> Goal of the exercise: All records below are to be repeated precisely, with nothing added.

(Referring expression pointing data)
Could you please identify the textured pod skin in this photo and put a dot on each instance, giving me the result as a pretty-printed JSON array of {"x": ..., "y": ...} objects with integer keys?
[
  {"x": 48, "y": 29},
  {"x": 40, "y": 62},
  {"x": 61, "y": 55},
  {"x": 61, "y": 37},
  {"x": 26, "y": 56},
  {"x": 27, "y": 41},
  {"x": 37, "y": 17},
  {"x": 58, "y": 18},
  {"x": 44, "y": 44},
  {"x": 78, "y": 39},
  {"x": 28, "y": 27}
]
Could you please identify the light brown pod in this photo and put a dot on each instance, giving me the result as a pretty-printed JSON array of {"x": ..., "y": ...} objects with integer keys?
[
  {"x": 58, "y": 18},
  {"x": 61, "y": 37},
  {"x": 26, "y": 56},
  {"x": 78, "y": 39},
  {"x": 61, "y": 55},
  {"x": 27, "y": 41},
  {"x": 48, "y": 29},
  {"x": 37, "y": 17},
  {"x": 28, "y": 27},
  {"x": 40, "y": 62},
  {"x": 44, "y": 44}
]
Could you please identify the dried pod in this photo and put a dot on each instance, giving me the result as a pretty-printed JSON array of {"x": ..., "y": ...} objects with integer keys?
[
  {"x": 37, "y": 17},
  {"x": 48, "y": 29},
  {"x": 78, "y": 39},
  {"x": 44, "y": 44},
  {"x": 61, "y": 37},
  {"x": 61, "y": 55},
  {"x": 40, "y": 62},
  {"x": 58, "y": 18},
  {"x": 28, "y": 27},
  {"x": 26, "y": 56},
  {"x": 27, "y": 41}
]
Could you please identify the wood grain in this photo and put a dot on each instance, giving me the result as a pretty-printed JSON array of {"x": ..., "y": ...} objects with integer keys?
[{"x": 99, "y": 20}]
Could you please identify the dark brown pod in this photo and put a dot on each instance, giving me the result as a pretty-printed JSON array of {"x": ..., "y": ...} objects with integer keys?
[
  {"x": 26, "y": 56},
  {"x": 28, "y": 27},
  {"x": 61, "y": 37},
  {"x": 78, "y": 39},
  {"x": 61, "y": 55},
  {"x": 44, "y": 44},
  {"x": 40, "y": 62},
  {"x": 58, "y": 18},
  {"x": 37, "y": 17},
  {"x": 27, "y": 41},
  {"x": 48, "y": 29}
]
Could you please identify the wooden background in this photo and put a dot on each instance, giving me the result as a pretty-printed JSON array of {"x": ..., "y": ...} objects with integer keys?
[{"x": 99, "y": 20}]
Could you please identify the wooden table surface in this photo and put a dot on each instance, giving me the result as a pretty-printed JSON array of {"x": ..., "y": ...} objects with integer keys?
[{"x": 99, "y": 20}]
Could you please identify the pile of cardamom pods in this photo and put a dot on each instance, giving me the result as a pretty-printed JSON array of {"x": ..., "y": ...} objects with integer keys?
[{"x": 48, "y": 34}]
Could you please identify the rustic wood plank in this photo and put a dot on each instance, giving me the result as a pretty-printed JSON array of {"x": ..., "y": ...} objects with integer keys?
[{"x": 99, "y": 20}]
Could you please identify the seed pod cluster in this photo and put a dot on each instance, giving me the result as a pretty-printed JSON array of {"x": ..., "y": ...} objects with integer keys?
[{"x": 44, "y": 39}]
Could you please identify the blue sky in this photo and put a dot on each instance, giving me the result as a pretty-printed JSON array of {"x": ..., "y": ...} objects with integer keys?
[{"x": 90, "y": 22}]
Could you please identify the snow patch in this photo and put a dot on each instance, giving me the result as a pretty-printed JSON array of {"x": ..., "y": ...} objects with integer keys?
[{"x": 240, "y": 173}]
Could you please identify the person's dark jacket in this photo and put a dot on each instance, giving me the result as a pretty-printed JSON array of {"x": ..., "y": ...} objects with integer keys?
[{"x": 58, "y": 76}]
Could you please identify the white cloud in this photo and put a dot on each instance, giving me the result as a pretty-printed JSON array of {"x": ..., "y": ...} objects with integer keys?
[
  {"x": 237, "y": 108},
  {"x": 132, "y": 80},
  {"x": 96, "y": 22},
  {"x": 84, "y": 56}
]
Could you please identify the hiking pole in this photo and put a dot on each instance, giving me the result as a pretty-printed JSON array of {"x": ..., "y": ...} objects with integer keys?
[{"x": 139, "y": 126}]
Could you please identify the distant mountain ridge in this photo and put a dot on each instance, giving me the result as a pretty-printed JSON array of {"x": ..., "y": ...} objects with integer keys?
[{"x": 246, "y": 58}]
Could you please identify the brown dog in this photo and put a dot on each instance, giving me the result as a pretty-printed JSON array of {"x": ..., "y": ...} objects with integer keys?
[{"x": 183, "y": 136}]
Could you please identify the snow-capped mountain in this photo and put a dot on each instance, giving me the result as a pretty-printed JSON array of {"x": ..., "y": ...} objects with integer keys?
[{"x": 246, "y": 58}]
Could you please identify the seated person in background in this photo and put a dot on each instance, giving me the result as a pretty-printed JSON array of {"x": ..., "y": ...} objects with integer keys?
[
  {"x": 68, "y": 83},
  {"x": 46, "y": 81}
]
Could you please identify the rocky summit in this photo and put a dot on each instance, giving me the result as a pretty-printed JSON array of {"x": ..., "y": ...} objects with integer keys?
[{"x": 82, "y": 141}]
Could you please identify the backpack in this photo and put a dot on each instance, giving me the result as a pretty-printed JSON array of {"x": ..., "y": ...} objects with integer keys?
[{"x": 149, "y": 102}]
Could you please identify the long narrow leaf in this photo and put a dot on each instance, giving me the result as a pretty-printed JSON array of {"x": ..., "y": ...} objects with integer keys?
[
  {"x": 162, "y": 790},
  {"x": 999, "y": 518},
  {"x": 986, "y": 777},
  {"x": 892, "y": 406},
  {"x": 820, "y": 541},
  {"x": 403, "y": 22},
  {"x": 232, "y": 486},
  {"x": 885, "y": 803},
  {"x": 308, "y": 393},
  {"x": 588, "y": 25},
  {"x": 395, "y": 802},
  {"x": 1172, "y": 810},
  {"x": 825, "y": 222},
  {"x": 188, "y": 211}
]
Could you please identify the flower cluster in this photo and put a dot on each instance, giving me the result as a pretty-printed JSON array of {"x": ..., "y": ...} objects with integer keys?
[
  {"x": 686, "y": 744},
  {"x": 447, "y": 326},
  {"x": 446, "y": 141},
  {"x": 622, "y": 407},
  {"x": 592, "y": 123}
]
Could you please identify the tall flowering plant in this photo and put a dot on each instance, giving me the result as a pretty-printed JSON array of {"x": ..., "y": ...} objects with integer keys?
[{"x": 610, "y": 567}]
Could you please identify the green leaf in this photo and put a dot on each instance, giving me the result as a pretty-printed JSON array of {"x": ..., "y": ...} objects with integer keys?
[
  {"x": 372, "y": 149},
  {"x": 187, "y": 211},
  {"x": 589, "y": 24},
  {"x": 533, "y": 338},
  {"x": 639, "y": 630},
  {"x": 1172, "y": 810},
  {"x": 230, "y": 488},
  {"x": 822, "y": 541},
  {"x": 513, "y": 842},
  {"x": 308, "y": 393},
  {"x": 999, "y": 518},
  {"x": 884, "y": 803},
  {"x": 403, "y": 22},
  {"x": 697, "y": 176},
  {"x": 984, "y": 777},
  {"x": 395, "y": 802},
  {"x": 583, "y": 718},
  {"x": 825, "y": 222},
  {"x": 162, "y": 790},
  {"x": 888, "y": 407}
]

> Finished exercise:
Could you please identify the textured pod skin in this photo and put a dot on each instance, giving me the result as a pretty-printed JSON array of {"x": ..., "y": ...} objects with integer keys?
[
  {"x": 48, "y": 29},
  {"x": 40, "y": 62},
  {"x": 61, "y": 55},
  {"x": 61, "y": 37},
  {"x": 26, "y": 56},
  {"x": 27, "y": 41},
  {"x": 37, "y": 17},
  {"x": 58, "y": 18},
  {"x": 44, "y": 44},
  {"x": 78, "y": 39},
  {"x": 28, "y": 27}
]
Could you please identify the light brown pod in this photo and put a dot on each instance, giving me the result as a pretty-printed JSON array of {"x": ..., "y": ...} objects with integer keys?
[
  {"x": 58, "y": 18},
  {"x": 61, "y": 37},
  {"x": 26, "y": 56},
  {"x": 78, "y": 39},
  {"x": 61, "y": 55},
  {"x": 27, "y": 41},
  {"x": 48, "y": 29},
  {"x": 37, "y": 17},
  {"x": 28, "y": 27},
  {"x": 40, "y": 62},
  {"x": 44, "y": 44}
]
Could you please identify the dried pod in this photo and put a dot on each instance, giving me the result as a pretty-printed JSON array of {"x": ..., "y": ...} objects with integer keys?
[
  {"x": 37, "y": 17},
  {"x": 48, "y": 29},
  {"x": 78, "y": 39},
  {"x": 44, "y": 44},
  {"x": 61, "y": 37},
  {"x": 61, "y": 55},
  {"x": 40, "y": 62},
  {"x": 58, "y": 18},
  {"x": 28, "y": 27},
  {"x": 26, "y": 56},
  {"x": 27, "y": 41}
]
Could you please identify the wood grain in this photo and put a dot on each instance, giving me the result as a pretty-printed JSON array of {"x": ..., "y": ...} objects with integer keys?
[{"x": 99, "y": 20}]
Could you please identify the dark brown pod in this photo and put a dot on each instance, giving me the result as a pretty-printed JSON array of {"x": ..., "y": ...} objects with integer keys?
[
  {"x": 26, "y": 56},
  {"x": 28, "y": 27},
  {"x": 61, "y": 37},
  {"x": 78, "y": 39},
  {"x": 61, "y": 55},
  {"x": 44, "y": 44},
  {"x": 40, "y": 62},
  {"x": 58, "y": 18},
  {"x": 37, "y": 17},
  {"x": 27, "y": 41},
  {"x": 48, "y": 29}
]
Could you please identify the wooden background in this photo and put a dot on each instance, giving me the result as a pretty-printed JSON array of {"x": ..., "y": ...} objects with integer keys?
[{"x": 99, "y": 20}]
Could you please identify the wooden table surface in this photo and put a dot on each instance, giving me the result as a pretty-printed JSON array of {"x": ..., "y": ...} objects with integer keys?
[{"x": 99, "y": 20}]
Could you please identify the pile of cardamom pods in this photo and put a dot on each instance, giving me the result as a pretty-printed JSON array of {"x": ..., "y": ...} objects with integer keys?
[{"x": 48, "y": 34}]
Could you please identify the rustic wood plank in this photo and put a dot on each instance, giving me the result as a pretty-printed JSON array of {"x": ..., "y": ...} objects with integer keys?
[{"x": 99, "y": 20}]
Could you please identify the seed pod cluster in this photo and put a dot on each instance, giving me the result as a pretty-printed JSON array of {"x": ..., "y": ...} objects with integer keys?
[{"x": 44, "y": 39}]
Could you please identify the blue sky in this photo and put a dot on each instance, giving me the result as a pretty-printed JSON array of {"x": ..., "y": ...} objects with integer keys?
[{"x": 90, "y": 22}]
Could you please identify the snow patch in this photo and put a dot on each instance, giving me the result as a pretty-printed JSON array of {"x": ..., "y": ...} objects with integer keys?
[{"x": 240, "y": 173}]
Could you please identify the person's dark jacket in this photo and put a dot on each instance, giving me the result as a pretty-printed JSON array of {"x": ..., "y": ...} objects with integer keys?
[{"x": 58, "y": 76}]
Could you please identify the white cloud in this photo and put a dot on each instance, giving me the result as a pretty-printed JSON array of {"x": ..., "y": ...} objects with integer keys?
[
  {"x": 237, "y": 108},
  {"x": 132, "y": 80},
  {"x": 96, "y": 22},
  {"x": 84, "y": 56}
]
Could you please identify the hiking pole in this photo and put a dot on each instance, giving me the result as a pretty-printed JSON array of {"x": ..., "y": ...} objects with integer keys?
[{"x": 139, "y": 126}]
Could you please identify the distant mountain ridge in this photo and put a dot on each instance, giving me the result as a pretty-printed JSON array of {"x": ..., "y": ...} objects with integer keys?
[{"x": 246, "y": 58}]
Could you please identify the brown dog in this photo and put a dot on each instance, giving me the result as a pretty-printed JSON array of {"x": ..., "y": ...} objects with integer keys?
[{"x": 183, "y": 136}]
Could you please identify the snow-capped mountain in this photo and put a dot on each instance, giving me the result as a pretty-printed JSON array of {"x": ..., "y": ...} objects with integer keys?
[{"x": 246, "y": 58}]
Could you please identify the seated person in background in this photo and put a dot on each instance, giving me the result as a pretty-printed JSON array of {"x": ..., "y": ...} objects with integer keys?
[
  {"x": 68, "y": 83},
  {"x": 46, "y": 81}
]
Could you please identify the rocky summit in this photo and put a dot on each instance, giving me the result as a pretty-printed JSON array of {"x": ..., "y": ...} objects with integer keys?
[{"x": 82, "y": 141}]
Could you please identify the backpack in this photo and put a dot on each instance, giving me the result as a pretty-printed JSON array of {"x": ..., "y": ...} objects with integer keys?
[{"x": 149, "y": 102}]
Could you please identify the long narrow leaf in this photo and put a dot on each instance, giving me the result as a pretty-printed JSON array of {"x": ..., "y": ...} objects with integer keys?
[
  {"x": 162, "y": 790},
  {"x": 999, "y": 518},
  {"x": 986, "y": 777},
  {"x": 892, "y": 406},
  {"x": 820, "y": 541},
  {"x": 403, "y": 22},
  {"x": 232, "y": 486},
  {"x": 885, "y": 803},
  {"x": 308, "y": 393},
  {"x": 588, "y": 25},
  {"x": 395, "y": 802},
  {"x": 1172, "y": 810},
  {"x": 825, "y": 222},
  {"x": 188, "y": 211}
]
Could you please identify the flower cluster in this photo and put a dot on each instance, giving me the result as a pretty-printed JSON array of {"x": ..., "y": ...} objects with integer keys?
[
  {"x": 686, "y": 744},
  {"x": 447, "y": 326},
  {"x": 446, "y": 141},
  {"x": 622, "y": 407},
  {"x": 592, "y": 123}
]
Could you please identify the tall flowering plant in this photo and put a dot on each instance, giving me the result as a pretty-printed JSON array of {"x": ..., "y": ...} objects with integer keys?
[{"x": 610, "y": 567}]
Could you please identify the green leaf in this photo and put a dot on each instance, giving me the result as a pretty-printed JSON array of {"x": ..., "y": ...} objects with integer keys?
[
  {"x": 372, "y": 149},
  {"x": 187, "y": 211},
  {"x": 589, "y": 24},
  {"x": 533, "y": 338},
  {"x": 639, "y": 630},
  {"x": 1172, "y": 810},
  {"x": 230, "y": 488},
  {"x": 822, "y": 541},
  {"x": 513, "y": 842},
  {"x": 308, "y": 393},
  {"x": 999, "y": 518},
  {"x": 884, "y": 803},
  {"x": 403, "y": 22},
  {"x": 697, "y": 176},
  {"x": 984, "y": 777},
  {"x": 395, "y": 802},
  {"x": 583, "y": 718},
  {"x": 825, "y": 222},
  {"x": 162, "y": 790},
  {"x": 888, "y": 407}
]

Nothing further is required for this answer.